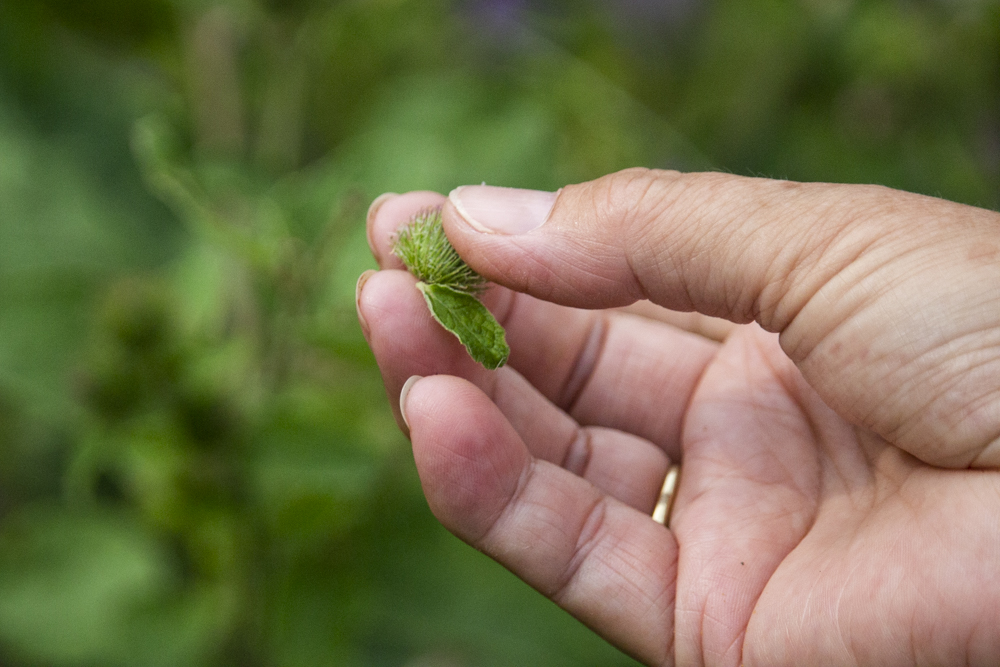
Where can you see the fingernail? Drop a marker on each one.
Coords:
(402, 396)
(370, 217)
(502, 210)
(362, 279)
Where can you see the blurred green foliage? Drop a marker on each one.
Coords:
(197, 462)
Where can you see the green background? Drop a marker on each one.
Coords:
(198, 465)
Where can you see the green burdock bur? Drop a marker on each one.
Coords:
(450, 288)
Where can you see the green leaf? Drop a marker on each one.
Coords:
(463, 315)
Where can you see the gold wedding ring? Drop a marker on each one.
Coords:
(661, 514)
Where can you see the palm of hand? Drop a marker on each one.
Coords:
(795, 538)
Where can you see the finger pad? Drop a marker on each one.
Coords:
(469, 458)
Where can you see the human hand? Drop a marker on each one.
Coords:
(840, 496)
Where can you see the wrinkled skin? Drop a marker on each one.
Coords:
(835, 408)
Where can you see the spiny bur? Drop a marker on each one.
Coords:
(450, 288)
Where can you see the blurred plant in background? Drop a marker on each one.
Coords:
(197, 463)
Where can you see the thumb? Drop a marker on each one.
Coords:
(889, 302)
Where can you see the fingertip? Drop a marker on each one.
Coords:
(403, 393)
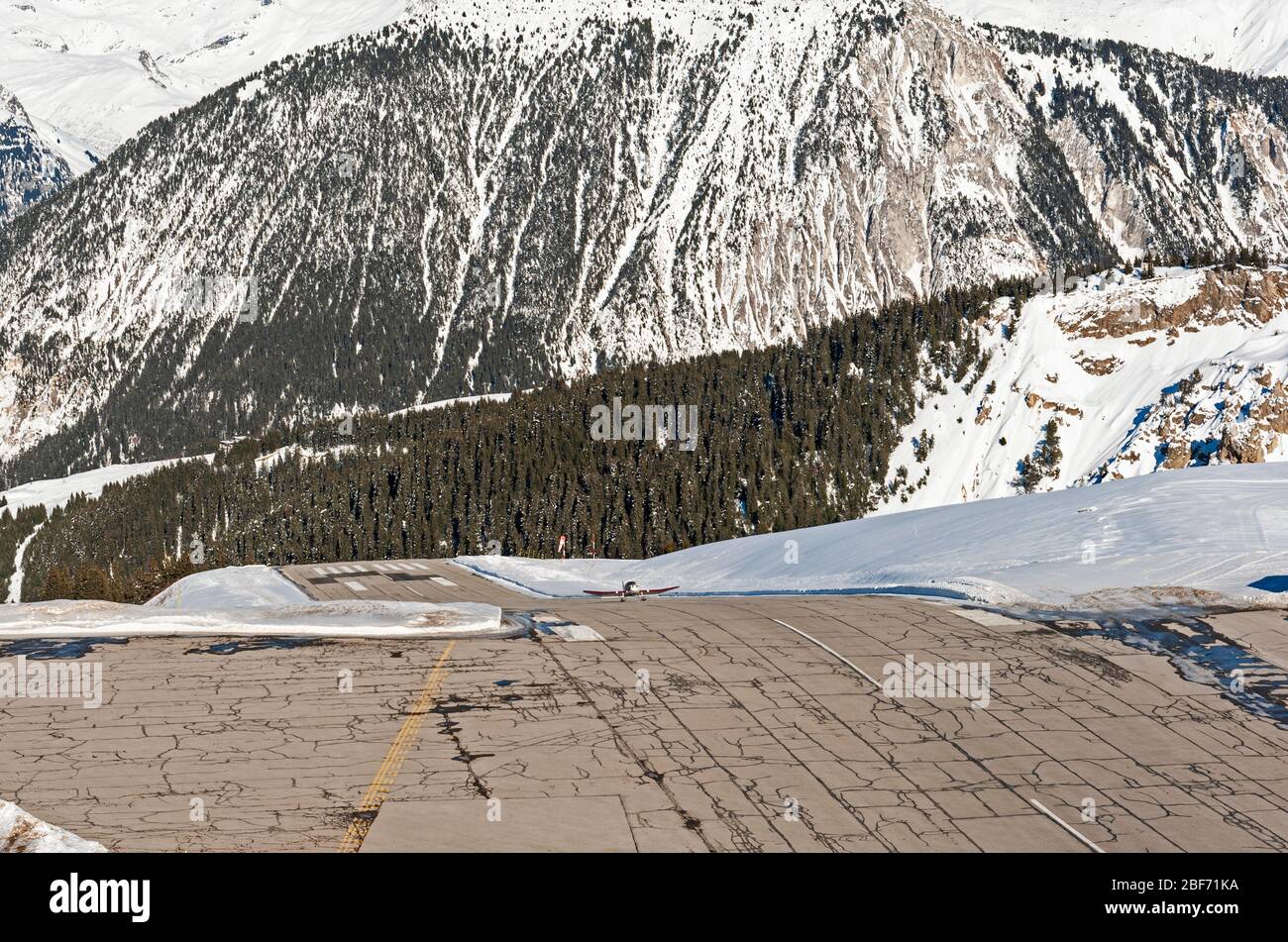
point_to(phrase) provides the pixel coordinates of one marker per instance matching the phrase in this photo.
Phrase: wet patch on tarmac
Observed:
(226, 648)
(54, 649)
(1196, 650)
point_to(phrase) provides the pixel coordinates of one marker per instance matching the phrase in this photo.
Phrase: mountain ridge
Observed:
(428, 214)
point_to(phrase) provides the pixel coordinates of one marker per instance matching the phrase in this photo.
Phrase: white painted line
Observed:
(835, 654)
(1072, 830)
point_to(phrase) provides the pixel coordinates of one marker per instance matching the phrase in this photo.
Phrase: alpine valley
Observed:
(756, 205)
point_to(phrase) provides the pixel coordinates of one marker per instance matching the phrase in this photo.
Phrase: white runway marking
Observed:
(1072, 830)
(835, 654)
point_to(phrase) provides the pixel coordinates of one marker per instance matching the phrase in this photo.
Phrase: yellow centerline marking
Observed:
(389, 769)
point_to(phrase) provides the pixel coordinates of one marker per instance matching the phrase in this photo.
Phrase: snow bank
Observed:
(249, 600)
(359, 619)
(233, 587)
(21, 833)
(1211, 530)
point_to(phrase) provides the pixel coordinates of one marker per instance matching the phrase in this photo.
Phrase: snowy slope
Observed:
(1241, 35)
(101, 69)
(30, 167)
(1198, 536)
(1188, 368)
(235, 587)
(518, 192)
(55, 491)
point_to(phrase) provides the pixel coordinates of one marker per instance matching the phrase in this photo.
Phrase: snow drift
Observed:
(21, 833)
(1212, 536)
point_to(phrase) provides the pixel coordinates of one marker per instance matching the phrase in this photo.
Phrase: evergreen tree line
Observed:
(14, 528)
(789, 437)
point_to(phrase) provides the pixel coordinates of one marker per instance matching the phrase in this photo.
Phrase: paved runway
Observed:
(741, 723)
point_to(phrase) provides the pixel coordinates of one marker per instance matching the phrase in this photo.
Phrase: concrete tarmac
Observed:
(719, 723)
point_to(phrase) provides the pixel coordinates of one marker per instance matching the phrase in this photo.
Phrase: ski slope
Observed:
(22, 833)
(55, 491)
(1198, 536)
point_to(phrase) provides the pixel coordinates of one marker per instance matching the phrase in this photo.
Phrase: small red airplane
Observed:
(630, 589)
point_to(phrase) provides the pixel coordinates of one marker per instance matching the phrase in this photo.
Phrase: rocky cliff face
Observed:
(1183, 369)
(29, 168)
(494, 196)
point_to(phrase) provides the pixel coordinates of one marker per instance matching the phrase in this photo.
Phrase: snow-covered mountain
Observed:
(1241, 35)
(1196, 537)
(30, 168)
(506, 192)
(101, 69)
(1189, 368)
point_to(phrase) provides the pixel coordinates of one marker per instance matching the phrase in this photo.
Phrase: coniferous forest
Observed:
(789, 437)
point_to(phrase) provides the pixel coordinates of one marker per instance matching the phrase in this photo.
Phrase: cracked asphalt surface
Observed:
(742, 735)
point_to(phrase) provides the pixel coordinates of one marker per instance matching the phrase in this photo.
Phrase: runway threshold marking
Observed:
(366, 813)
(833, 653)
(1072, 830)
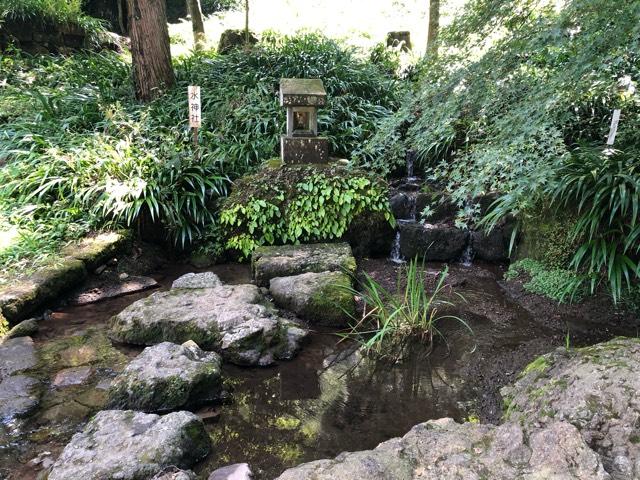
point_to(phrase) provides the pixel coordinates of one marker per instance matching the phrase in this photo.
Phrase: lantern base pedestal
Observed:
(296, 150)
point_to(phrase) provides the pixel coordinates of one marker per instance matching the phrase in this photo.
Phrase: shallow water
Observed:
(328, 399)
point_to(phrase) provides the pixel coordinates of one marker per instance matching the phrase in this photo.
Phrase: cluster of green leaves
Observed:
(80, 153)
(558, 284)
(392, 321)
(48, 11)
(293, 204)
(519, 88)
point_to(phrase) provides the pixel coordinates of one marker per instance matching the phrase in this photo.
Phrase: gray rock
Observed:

• • • • •

*STATED GOAL*
Restate every record exactly, please; do not copy the pictures.

*EXPECTED ANSWER*
Where can you see the fingernail? Drop a marker on each one.
Coords:
(402, 396)
(370, 217)
(502, 210)
(362, 279)
Where can you see the blurred green foliage? Drop a marker on each one.
Coords:
(197, 462)
Where can you see the green background? Drop a marker on each one.
Coords:
(198, 465)
Where can you see the green burdock bur? Drop a marker on each one.
Coords:
(450, 288)
Where can you see the green leaf? Drop a marker on each one.
Coords:
(463, 315)
Where can you see the gold wedding ring? Drop a marker on each one.
Coords:
(661, 514)
Where can you see the palm of hand? Drop a marker on each one.
Coords:
(795, 538)
Where can you see the finger pad? Drop a marker on each one.
Coords:
(469, 458)
Where can you see the human hand? Drop a marker on each one.
Coords:
(840, 496)
Where can you see the wrinkled skin? Drop a marker on each one.
Coords:
(835, 408)
Where can you see the spiny bur? Drop a marker on each one.
Coords:
(450, 288)
Where can you see the blurred plant in background? Drop a marker on each one.
Coords:
(197, 463)
Where can you see the thumb? Drop a marker on each one.
Coords:
(889, 302)
Where can you see the fingertip? Drop a marker on each one.
Coords:
(403, 393)
point_to(phrase) provides the pixel coordinates of one marker per instance matching the phrase in this photo.
Phrase: wet patch on tarmac
Observed:
(226, 648)
(54, 649)
(1196, 650)
point_to(phrase) provides the pixel coordinates of one marker per instance matching the phrase in this photo.
Phrase: mountain ridge
Observed:
(428, 214)
point_to(phrase) provides the pixel coordinates of one marker per instance matching the phrase in this photo.
Phrase: white painted line
Observed:
(835, 654)
(1072, 830)
point_to(phrase) provides the pixel coordinates of one marker per instance matching the phrase in this photo.
Phrase: alpine valley
Observed:
(756, 205)
point_to(phrase) provides the pixel coordinates of one marker per instance matching the phrase in this photo.
Phrase: white runway marking
Observed:
(1072, 830)
(835, 654)
point_to(phrase) provides the pixel coordinates of one marker per instance matching the phrase in this photo.
Phrase: yellow centerline marking
Observed:
(389, 769)
point_to(phrase) provides the pixel coordinates of one marker per instance matching the phrase in this photo.
Phrase: snow bank
Observed:
(249, 600)
(359, 619)
(233, 587)
(21, 833)
(1211, 530)
point_to(phrase) provides the pixel coordinates of one marker per instance matching the phrase in this photo.
Phrase: snowy slope
Observed:
(1241, 35)
(101, 69)
(30, 167)
(1198, 536)
(1188, 368)
(235, 587)
(518, 192)
(55, 491)
point_to(phrase) provides the pixel coordinates of one marker per instance matching the phrase in this photo.
Phrase: snow drift
Observed:
(21, 833)
(1212, 536)
point_to(phrase) provides the pixel coordinates of one marker per instance matching the phrase in this photo.
Phrase: evergreen tree line
Observed:
(14, 528)
(789, 437)
point_to(phrase) provides the pixel coordinates of one marker per instance matching the phrase in this photo.
Phrase: paved runway
Observed:
(741, 723)
point_to(phrase) provides the pixel coordinates of one marker per instance matching the phrase in this photo.
Phrase: concrete tarmac
Observed:
(719, 723)
point_to(phrase) provides the pixel coordinates of one marker per instance matching the phrase in this photo.
Phrase: ski slope
Observed:
(22, 833)
(55, 491)
(1198, 536)
point_to(phrase) provides the pixel coordinates of one marker per instance matching the phrase in this photo.
Phrase: small red airplane
Observed:
(630, 589)
point_to(phrase) provides the pixel coordinates of one marker per instance matching the phrase in this photo.
Phrase: rocky cliff face
Observed:
(1183, 369)
(29, 168)
(494, 196)
point_to(phrase) provides the pixel coordinates of one marker per instance matching the phrase in this photo.
Phrase: snow-covered mountain
Observed:
(1241, 35)
(1196, 537)
(30, 168)
(506, 192)
(101, 69)
(1189, 368)
point_to(phrase) provides the pixel coordinates of one marker per instance matching the phrase in this photo.
Phrase: coniferous forest
Observed:
(789, 437)
point_to(phrase) provides the pixel coordinates of one marker per instance matching the phrase in this photo.
Phrase: cracked asphalt surface
Observed:
(742, 735)
point_to(phrase) provides the pixel coordinates of one marker per instance matching the phrase in this photo.
Phrase: runway threshold marking
Observed:
(366, 813)
(833, 653)
(1072, 830)
point_to(phrase) provides the pixel coordinates of one marker per instance matching the phrase in this photo.
Phrase: lantern base pedestal
Observed:
(296, 150)
point_to(phrase) provides the pixel coordinates of one marker per instance matching the phrase in this photo.
Phrase: shallow water
Observed:
(328, 399)
point_to(phrase) provides the pixel coordinates of one marker per instance matching the phrase in this photo.
Phrase: cluster of green leaves
Observed:
(80, 153)
(558, 284)
(392, 321)
(48, 11)
(293, 204)
(519, 88)
point_to(phrase) provides the pixel coordinates of one marker per instance matching the phrase in this photo.
Phrase: gray rock
Observed:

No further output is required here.